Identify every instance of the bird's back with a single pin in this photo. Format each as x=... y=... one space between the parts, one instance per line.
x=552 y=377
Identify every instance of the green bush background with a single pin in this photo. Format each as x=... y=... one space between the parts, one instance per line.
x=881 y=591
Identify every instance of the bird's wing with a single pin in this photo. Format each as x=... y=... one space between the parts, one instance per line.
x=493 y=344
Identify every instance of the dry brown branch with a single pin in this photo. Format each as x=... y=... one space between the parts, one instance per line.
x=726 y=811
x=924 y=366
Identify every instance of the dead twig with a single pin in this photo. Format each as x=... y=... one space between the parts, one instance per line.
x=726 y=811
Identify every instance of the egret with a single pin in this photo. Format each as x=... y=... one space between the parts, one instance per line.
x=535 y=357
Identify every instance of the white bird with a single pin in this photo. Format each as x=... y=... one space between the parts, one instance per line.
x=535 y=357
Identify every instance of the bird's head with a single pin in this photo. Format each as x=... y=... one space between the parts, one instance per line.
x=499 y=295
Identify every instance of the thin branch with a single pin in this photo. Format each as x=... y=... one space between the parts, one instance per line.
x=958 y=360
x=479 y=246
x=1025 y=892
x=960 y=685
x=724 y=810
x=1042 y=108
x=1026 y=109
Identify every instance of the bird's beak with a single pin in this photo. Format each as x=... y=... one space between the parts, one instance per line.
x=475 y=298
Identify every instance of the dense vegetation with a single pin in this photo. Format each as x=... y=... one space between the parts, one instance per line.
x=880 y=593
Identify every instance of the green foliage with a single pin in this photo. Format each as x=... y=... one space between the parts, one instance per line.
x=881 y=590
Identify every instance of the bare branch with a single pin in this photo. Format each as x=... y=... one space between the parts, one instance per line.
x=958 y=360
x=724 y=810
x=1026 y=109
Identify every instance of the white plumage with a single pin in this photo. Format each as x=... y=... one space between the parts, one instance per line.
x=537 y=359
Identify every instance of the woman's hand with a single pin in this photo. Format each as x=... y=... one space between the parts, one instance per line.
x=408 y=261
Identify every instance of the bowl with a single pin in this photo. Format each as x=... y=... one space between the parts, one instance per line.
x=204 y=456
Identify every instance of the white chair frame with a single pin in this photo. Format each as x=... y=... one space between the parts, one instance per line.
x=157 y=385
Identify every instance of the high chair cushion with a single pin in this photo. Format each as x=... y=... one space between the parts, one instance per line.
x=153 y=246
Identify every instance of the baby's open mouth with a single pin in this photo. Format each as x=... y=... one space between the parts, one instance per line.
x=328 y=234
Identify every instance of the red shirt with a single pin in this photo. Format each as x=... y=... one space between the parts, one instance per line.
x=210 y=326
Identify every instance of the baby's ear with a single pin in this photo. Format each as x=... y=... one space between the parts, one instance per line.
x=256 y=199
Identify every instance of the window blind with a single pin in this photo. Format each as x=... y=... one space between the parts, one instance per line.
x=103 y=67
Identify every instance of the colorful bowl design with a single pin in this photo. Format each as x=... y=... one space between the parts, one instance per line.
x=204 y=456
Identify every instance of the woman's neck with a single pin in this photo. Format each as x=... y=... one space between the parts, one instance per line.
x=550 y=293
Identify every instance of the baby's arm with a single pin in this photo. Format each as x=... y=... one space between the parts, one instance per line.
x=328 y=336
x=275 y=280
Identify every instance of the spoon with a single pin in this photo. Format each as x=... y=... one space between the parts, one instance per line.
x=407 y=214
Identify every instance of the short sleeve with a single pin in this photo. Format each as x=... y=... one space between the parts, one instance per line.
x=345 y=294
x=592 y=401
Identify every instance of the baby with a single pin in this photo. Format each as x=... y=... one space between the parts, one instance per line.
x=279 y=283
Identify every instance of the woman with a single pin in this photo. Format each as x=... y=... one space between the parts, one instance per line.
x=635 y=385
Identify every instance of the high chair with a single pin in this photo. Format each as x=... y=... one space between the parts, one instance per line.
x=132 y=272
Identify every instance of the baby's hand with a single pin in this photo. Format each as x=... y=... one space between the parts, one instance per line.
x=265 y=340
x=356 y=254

------------------------

(Aim of the exercise): Write out every entry again, keeping each line exactly the same.

(Written response):
Identify every instance of the bird's back with a single pin in this photo. Format each as x=... y=... one space between the parts, one instance per line.
x=552 y=377
Identify every instance of the green bush background with a single pin in this photo. Format each as x=... y=... one space between the parts, one instance per line.
x=881 y=591
Identify every instance of the bird's wing with a single pin in this photo. Format each as x=... y=... one space between the parts, one instance per line.
x=493 y=344
Identify every instance of the dry brown branch with a single pin in this photo. Format each as x=... y=... one space between the parts, one instance per line.
x=726 y=811
x=924 y=366
Identify every instance of the dead twig with a single pin in this photo. Format each as x=... y=... one space between the parts, one instance per line.
x=726 y=811
Identify every instance of the egret with a single pin in this photo. Format each as x=... y=... one space between the parts, one instance per line.
x=535 y=357
Identify every instance of the white bird with a single pin in this photo. Format each as x=... y=... one space between the parts, one instance per line.
x=535 y=357
Identify every instance of the bird's head with a single pin in this photo. Format each as x=... y=... one space between the parts, one instance per line.
x=499 y=295
Identify every instance of the thin branch with a single pin in this photo. Format each as x=... y=... one space between the parts, one instance per line.
x=958 y=360
x=479 y=246
x=1025 y=892
x=960 y=685
x=724 y=810
x=1042 y=108
x=1026 y=109
Identify every instance of the bird's beak with a single pin in this photo. Format each as x=... y=... one space between the parts, one instance per line.
x=475 y=298
Identify every instance of the dense vegetation with a single pin in this photo. Format each as x=... y=... one space between the parts, one instance per line.
x=880 y=593
Identify every instance of the green foliage with a single pin in this photo. Format each as x=... y=... one space between the parts, one instance per line.
x=881 y=590
Identify every instance of the bare branch with a single pin in this photo. Format each as x=... y=... one space between the parts, one instance per line.
x=958 y=360
x=724 y=810
x=1026 y=109
Identify every instance of the white plumage with a single pin in this photo. Format each as x=... y=... one space between the parts, one instance per line.
x=537 y=359
Identify every instance of the woman's hand with a single pin in this photo. Format each as x=... y=... one space between the parts, one instance per line.
x=408 y=261
Identify every instance of the bowl with a single pin in this photo. Format each as x=... y=... one space between the parts, one instance per line.
x=204 y=456
Identify every instance of the white chair frame with a single pin in this photo. Format each as x=... y=... one space between the parts, one instance per line.
x=157 y=385
Identify every instance of the high chair cushion with a single pin in this photo. Format each as x=... y=... one space between the parts, one instance per line.
x=153 y=246
Identify every instance of the baby's open mouth with a single pin in this photo. Format each as x=... y=... one space between the parts, one instance per line.
x=328 y=234
Identify every instance of the red shirt with a single pin in this photo. Format each as x=... y=... one space between the parts, one instance per line.
x=210 y=326
Identify every instance of the baby's ear with a single pin in this photo. Format each as x=... y=... one space between the parts, one instance per line.
x=256 y=199
Identify every instance of the window blind with a single pin in this photo. Format each as x=... y=... one space between the parts, one instance per line.
x=103 y=67
Identify every instance of the colorful bowl design with a single pin in this photo. Format each as x=... y=... one space between the parts, one instance per line.
x=204 y=456
Identify every instance of the woman's neck with a single pin in this photo. Format each as x=... y=... one space between the parts, one instance per line.
x=550 y=293
Identify every instance of the baby's arm with a single pin in this photo. Format each as x=... y=... one space between the parts, one instance per line.
x=328 y=336
x=275 y=280
Identify every instance of the spoon with a single pin in this photo. Format each as x=... y=... one space between the parts, one instance per line.
x=407 y=214
Identify every instance of the short sleeve with a single pin in this photo. Format each as x=... y=... one space between the parts, one instance per line.
x=345 y=294
x=592 y=401
Identify every instance of the baby with a single pin in this photo. Format each as x=... y=... one space between the parts, one instance per line.
x=279 y=283
Identify every instance of the woman with a single pin in this photo. Format each as x=... y=... one space between the parts, one instance per line.
x=635 y=385
Identify every instance of the high chair with a single pin in this photo. Format each as x=... y=... one space between the parts, one instance per line.
x=132 y=272
Identify every instance of the baby's hand with a single pin in this photo. Format each as x=... y=... one space between the parts, one instance per line.
x=265 y=340
x=356 y=254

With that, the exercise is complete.